TASK LIST
1 > According to the text on the Huainanzi's sources, which three chapters of the Huainanzi are based on the Laozi?
2 > Continue the text about the Huainanzi's sources from its last sentence.

Quantitatively, the Huainanzi's most major influences are the Zhuangzi (269 references) and encyclopedic Lüshi Chunqiu (190), with the Lüshi Chunqiu quoted in twenty of the Huainanzi's twenty one chapters. Most prominently influencing chapters 3-5, much of chapter five quotes directly from the Lushi Chunqiu's first twelve chapters. The Huainanzi's second most major influences are drawn from the Tao Te Ching (99) and Han Feizi (72), or a bit less than half as much, including traces of the Han Feizi's predecessor Shen Buhai.

===Laozi, Zhuangzi, and Han Feizi===
The first, second and twelfth chapters of the work are based on the Laozi, with Chapter's 2 title "Activating the Genuine" referring to the Dao. But in the evaluation of the Huainanzi's modern translators, the work most strongly resonates with the Zhuangzi. All of Chapter 2's primary themes draw on the Zhuangzi, with one section drawing on such classic Inner Zhuangzi imagery as the "Great Clod" representing Earth and the Dao, and "The Butterfly Dream".

DATA EXTRACTS
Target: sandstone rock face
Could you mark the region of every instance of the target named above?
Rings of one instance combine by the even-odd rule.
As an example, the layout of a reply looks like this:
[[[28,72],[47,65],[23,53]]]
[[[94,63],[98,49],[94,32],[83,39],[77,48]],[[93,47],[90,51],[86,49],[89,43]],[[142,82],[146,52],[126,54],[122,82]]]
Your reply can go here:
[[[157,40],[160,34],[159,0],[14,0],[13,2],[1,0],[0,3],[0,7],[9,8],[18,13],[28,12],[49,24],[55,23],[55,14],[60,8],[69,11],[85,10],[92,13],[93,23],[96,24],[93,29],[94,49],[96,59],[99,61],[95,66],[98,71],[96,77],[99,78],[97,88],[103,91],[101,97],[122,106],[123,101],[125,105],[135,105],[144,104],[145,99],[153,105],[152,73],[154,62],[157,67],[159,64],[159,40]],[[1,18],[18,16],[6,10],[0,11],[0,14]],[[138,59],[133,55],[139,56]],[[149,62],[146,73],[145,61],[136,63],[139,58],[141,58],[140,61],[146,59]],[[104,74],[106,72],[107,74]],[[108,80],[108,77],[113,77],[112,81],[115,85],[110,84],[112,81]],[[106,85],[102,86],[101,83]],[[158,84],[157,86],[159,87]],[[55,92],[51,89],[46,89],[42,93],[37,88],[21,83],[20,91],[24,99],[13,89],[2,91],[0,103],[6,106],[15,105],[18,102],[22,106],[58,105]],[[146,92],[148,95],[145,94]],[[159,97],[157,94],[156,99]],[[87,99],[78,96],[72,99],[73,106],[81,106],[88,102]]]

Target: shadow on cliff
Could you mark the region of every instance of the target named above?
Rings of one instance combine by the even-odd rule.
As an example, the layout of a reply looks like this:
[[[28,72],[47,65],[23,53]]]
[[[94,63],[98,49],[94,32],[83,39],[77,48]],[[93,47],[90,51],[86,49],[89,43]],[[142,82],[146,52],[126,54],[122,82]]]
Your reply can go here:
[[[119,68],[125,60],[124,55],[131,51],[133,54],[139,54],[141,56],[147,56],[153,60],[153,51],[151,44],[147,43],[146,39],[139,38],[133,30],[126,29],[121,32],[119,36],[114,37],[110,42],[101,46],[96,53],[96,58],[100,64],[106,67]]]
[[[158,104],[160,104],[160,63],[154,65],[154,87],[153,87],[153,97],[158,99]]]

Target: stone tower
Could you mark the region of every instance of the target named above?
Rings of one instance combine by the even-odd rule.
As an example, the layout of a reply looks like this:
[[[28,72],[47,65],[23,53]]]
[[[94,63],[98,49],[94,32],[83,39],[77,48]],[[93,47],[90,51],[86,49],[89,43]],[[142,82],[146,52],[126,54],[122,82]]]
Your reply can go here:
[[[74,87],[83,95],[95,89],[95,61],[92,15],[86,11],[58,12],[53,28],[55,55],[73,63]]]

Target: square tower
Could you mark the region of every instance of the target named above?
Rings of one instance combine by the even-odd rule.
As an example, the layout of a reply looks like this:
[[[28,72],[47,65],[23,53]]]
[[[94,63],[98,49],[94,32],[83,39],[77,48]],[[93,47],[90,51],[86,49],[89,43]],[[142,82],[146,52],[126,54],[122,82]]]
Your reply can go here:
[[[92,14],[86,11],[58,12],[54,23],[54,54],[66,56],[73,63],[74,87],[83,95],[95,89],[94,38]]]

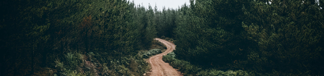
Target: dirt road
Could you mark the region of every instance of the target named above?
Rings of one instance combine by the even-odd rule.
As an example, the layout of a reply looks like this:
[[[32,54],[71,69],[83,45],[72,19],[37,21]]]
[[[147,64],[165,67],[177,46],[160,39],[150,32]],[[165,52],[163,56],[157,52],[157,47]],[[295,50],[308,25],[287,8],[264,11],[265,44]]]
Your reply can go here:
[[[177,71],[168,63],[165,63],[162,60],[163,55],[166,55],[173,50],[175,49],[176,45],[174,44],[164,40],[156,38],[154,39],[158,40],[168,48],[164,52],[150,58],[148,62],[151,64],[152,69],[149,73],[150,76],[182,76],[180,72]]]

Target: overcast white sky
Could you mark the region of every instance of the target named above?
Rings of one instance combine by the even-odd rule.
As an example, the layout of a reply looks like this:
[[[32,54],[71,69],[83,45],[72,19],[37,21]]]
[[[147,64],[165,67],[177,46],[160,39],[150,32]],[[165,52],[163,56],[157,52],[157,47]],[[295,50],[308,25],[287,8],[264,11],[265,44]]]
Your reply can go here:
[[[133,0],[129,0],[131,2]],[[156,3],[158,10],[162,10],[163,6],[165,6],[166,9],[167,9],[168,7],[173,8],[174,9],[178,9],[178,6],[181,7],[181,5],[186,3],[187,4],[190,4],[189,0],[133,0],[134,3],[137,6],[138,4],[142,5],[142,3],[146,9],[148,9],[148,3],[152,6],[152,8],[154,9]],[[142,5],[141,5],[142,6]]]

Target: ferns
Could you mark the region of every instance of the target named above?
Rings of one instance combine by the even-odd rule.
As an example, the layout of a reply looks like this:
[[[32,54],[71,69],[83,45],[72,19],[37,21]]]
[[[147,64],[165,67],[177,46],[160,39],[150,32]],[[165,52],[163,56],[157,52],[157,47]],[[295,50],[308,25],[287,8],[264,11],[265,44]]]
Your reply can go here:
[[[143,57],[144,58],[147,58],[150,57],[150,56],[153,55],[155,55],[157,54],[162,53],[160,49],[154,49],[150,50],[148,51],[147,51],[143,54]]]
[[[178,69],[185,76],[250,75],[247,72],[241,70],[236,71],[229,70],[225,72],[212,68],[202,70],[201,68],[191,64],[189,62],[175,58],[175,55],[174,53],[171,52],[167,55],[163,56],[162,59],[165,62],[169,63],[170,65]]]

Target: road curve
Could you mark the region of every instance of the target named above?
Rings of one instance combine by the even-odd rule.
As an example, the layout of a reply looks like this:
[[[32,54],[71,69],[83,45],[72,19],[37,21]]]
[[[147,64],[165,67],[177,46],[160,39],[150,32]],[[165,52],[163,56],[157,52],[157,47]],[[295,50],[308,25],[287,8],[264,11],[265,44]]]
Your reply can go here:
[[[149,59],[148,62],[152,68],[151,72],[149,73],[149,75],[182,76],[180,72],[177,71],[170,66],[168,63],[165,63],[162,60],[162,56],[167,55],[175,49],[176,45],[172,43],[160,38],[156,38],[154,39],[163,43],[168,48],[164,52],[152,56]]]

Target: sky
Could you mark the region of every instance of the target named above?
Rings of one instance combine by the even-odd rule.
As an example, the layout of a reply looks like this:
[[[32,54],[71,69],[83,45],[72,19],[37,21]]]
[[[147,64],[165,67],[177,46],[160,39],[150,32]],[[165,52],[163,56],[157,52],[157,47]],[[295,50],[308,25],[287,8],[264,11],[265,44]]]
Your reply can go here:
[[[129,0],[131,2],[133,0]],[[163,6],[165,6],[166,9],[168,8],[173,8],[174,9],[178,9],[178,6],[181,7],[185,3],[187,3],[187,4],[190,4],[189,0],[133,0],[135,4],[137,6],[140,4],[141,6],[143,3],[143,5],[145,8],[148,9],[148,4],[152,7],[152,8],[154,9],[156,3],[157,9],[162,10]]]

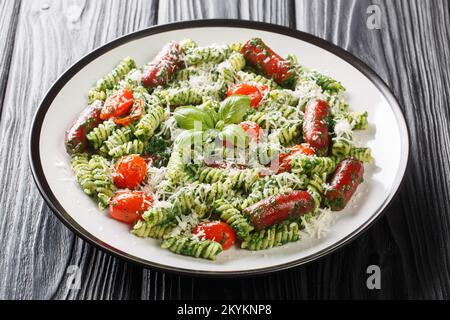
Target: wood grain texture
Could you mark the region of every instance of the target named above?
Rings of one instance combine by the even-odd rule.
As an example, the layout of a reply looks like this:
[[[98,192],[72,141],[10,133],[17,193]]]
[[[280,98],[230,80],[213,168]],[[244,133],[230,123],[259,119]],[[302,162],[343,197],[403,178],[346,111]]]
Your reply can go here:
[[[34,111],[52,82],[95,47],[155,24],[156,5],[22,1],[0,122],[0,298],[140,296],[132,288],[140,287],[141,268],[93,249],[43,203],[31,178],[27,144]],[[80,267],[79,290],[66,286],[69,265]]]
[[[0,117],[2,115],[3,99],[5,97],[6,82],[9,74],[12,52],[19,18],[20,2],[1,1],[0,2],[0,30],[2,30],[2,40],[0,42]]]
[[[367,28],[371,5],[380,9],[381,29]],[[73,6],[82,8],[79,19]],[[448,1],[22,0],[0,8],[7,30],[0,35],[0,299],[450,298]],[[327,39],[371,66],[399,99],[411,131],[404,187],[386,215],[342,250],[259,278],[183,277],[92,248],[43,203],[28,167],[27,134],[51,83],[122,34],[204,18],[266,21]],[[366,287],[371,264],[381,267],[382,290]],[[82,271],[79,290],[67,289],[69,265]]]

* * *

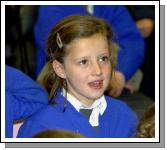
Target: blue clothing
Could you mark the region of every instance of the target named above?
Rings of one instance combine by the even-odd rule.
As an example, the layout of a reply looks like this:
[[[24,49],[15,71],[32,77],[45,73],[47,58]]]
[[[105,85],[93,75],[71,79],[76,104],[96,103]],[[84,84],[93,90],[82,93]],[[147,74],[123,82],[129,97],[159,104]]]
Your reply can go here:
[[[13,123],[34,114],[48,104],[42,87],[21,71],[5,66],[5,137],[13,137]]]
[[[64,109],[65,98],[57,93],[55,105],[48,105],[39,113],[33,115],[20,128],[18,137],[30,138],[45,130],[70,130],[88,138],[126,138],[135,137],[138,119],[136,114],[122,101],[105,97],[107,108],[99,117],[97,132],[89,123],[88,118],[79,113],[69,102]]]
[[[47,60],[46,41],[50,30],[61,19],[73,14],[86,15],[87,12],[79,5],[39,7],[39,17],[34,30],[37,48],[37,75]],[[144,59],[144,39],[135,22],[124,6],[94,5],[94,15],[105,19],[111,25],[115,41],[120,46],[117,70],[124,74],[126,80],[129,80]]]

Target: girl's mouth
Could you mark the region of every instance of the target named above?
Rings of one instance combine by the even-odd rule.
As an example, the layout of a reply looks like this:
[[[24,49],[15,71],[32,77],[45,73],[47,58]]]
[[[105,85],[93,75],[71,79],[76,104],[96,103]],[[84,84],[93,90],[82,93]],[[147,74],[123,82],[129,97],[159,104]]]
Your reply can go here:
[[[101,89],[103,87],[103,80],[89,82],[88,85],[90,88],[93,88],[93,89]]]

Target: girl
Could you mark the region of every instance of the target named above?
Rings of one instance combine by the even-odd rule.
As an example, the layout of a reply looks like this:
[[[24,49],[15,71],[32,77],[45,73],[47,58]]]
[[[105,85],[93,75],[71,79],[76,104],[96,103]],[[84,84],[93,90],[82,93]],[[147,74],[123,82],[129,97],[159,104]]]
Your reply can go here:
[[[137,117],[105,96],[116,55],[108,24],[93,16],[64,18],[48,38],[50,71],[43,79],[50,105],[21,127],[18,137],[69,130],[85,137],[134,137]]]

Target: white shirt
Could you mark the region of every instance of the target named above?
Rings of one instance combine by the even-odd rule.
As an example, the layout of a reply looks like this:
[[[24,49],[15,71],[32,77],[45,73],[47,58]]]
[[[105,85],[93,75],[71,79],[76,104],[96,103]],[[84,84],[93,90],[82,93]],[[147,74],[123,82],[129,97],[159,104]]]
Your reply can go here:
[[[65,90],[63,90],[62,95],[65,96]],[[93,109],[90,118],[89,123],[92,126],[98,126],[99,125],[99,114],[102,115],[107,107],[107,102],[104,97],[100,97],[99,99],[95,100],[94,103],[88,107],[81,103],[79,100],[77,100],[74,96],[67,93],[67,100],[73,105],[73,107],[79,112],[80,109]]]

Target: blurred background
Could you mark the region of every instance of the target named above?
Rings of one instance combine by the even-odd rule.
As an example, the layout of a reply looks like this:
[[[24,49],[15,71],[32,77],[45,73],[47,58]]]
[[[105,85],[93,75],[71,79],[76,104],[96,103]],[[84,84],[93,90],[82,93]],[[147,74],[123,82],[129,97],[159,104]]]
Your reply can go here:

RESULTS FOR EACH TASK
1 > The first, second, and twelfth chapters.

2 >
Zhuangzi influences only existed as traces in the earlier, late Warring States period Han Feizi, and the Mawangdui silk texts Huangdi sijing, entombed in the early Han dynasty, still did not associate Laozi and Zhuangzi together. In these terms, the Huainanzi is notable as the main evidence of Zhuangzi influence in the Han dynasty.

The Huainanzi is the first Han dynasty work pairing together the Han Feizi's combination of Shang Yang and Shen Buhai, but disparagingly glosses them together as penal (Shen Buhai issued laws, but was not evidently as penal as Shang Yang). One section briefly re-frames a story from the Han Feizi, adding Laozi, Confucius and Han Fei as characters. Confucius is portrayed as approving Laozi leniency (in the Huainanzi's framing "to attract those who would admonish (the ruler"), while Han Fei decries what he takes to be a failure to punish the officials as abandoning ritual.

==Reformist conservatism==
If Dong Zhongshu was familiar with the Huainanzi, its "syncretism" would likely have infuriated him, deciding for itself the relation between fundamental Confucian texts and relegating them to one quarter of the "fundamentals of rulership." Though positively receiving earlier reunification of the empire, the Huainanzi opposed a growing expansion of centralized government, with its upcoming class of attending (Confucian) scholar-officials.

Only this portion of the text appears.